- [TASK REQUIREMENTS] Pick out each line below containing "water".

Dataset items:
%%
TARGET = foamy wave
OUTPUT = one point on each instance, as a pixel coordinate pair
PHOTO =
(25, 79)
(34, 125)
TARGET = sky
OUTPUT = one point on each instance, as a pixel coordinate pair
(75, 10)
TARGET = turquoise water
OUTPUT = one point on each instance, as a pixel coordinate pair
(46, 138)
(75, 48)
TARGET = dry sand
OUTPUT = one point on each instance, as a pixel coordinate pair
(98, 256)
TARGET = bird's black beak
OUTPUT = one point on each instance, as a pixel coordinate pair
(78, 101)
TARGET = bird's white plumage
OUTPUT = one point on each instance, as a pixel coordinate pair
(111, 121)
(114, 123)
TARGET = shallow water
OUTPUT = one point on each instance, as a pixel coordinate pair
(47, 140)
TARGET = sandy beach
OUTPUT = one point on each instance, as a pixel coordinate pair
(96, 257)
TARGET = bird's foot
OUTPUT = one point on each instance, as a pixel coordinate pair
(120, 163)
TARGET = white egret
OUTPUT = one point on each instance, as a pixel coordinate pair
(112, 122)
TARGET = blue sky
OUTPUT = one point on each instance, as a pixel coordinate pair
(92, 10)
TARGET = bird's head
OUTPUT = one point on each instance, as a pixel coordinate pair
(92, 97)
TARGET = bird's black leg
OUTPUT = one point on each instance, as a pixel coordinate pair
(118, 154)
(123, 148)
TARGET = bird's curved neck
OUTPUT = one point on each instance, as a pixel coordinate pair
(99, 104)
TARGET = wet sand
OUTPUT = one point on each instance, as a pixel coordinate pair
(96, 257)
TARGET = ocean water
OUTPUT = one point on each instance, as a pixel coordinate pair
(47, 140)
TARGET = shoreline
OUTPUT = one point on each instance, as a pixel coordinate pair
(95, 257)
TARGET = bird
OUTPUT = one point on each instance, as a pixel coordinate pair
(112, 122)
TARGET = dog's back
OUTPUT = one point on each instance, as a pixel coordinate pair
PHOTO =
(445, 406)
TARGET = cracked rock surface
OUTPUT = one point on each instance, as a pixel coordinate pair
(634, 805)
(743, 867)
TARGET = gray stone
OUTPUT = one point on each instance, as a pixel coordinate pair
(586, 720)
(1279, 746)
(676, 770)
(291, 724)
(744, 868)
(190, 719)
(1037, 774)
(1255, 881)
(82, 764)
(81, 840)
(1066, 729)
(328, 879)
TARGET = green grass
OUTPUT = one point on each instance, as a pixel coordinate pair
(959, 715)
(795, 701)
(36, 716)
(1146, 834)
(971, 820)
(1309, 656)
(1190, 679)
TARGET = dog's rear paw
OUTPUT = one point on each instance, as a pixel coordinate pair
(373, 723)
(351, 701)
%%
- [EXERCISE SOLUTION]
TARGET = turquoise water
TARGET = shallow water
TARGET = ocean water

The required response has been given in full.